[WORK REQUIRED] Your answer should repeat every record verbatim.

Region pointing data

◆ ◆ ◆ ◆ ◆ ◆ ◆

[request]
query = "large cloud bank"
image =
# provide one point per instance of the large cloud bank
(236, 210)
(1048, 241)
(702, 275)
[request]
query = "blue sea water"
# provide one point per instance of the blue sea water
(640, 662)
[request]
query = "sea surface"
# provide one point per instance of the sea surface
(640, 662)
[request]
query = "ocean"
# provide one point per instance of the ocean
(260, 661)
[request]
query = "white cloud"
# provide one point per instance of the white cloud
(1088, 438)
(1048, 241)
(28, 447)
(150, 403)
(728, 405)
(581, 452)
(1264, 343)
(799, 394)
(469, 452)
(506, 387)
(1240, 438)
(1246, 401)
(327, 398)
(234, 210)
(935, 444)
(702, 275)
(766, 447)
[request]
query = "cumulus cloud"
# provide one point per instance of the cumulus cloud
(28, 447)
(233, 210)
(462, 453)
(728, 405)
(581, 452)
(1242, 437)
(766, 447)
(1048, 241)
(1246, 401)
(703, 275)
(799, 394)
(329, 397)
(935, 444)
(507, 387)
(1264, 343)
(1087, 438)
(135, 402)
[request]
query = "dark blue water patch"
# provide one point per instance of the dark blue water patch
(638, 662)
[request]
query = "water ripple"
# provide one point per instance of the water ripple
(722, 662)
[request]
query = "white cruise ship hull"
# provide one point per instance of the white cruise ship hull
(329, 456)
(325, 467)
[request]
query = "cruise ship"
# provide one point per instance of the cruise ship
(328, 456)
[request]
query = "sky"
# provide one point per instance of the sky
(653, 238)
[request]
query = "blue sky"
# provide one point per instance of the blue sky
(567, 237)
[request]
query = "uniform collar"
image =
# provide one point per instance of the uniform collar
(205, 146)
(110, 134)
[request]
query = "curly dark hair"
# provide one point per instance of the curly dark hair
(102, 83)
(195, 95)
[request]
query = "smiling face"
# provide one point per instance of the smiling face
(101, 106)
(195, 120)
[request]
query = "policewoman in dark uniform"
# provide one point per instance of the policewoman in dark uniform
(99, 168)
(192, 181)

◆ ◆ ◆ ◆ ◆ ◆ ◆

[WRITTEN RESPONSE]
[request]
query = "large cloud bank"
image =
# provide one point per instance of the large cloud bank
(236, 210)
(1048, 241)
(702, 275)
[request]
query = "blue sea water"
# provide one point per instance of the blue sea water
(640, 662)
[request]
query = "sea surface"
# provide one point per instance of the sea surface
(640, 662)
[request]
query = "ocean"
# provide one point per instance of the ocean
(260, 661)
[request]
query = "white cloud"
# provide one point per instance of the white cloud
(1088, 438)
(1048, 241)
(28, 447)
(150, 403)
(728, 405)
(581, 452)
(1264, 343)
(799, 394)
(469, 452)
(506, 387)
(1240, 438)
(1246, 401)
(327, 398)
(234, 210)
(935, 444)
(702, 275)
(766, 447)
[request]
query = "cumulus cloud"
# provide one point per instance of the cumulus cloud
(28, 447)
(233, 210)
(462, 453)
(728, 405)
(581, 452)
(1242, 437)
(766, 447)
(1048, 241)
(1246, 401)
(703, 275)
(799, 394)
(329, 397)
(935, 444)
(507, 387)
(1264, 343)
(1087, 438)
(135, 402)
[request]
query = "dark blue water patch"
# provide one point per instance of the dark blue water patch
(638, 662)
[request]
query = "water ripple"
# provide one point per instance of the water ripple
(722, 662)
[request]
query = "white cruise ship hull"
# provide one point per instance of the white cruise ship hull
(329, 456)
(325, 467)
[request]
query = "cruise ship"
# provide one point per instance of the cruise ship
(328, 456)
[request]
query = "sky"
# provide one point per instance of the sky
(653, 238)
[request]
query = "blue sky"
# provide one point per instance of the blue sky
(567, 237)
[request]
query = "uniform collar"
image =
# provide one point per instance of the uniform collar
(205, 146)
(110, 134)
[request]
query = "curly dark hair"
# provide one point per instance of the curly dark hair
(102, 83)
(195, 95)
[request]
query = "smiling face"
# provide one point per instance of the smiling face
(101, 106)
(195, 120)
[request]
query = "policewoman in dark uniform"
# provide one point per instance of the policewoman in dark uniform
(99, 168)
(192, 181)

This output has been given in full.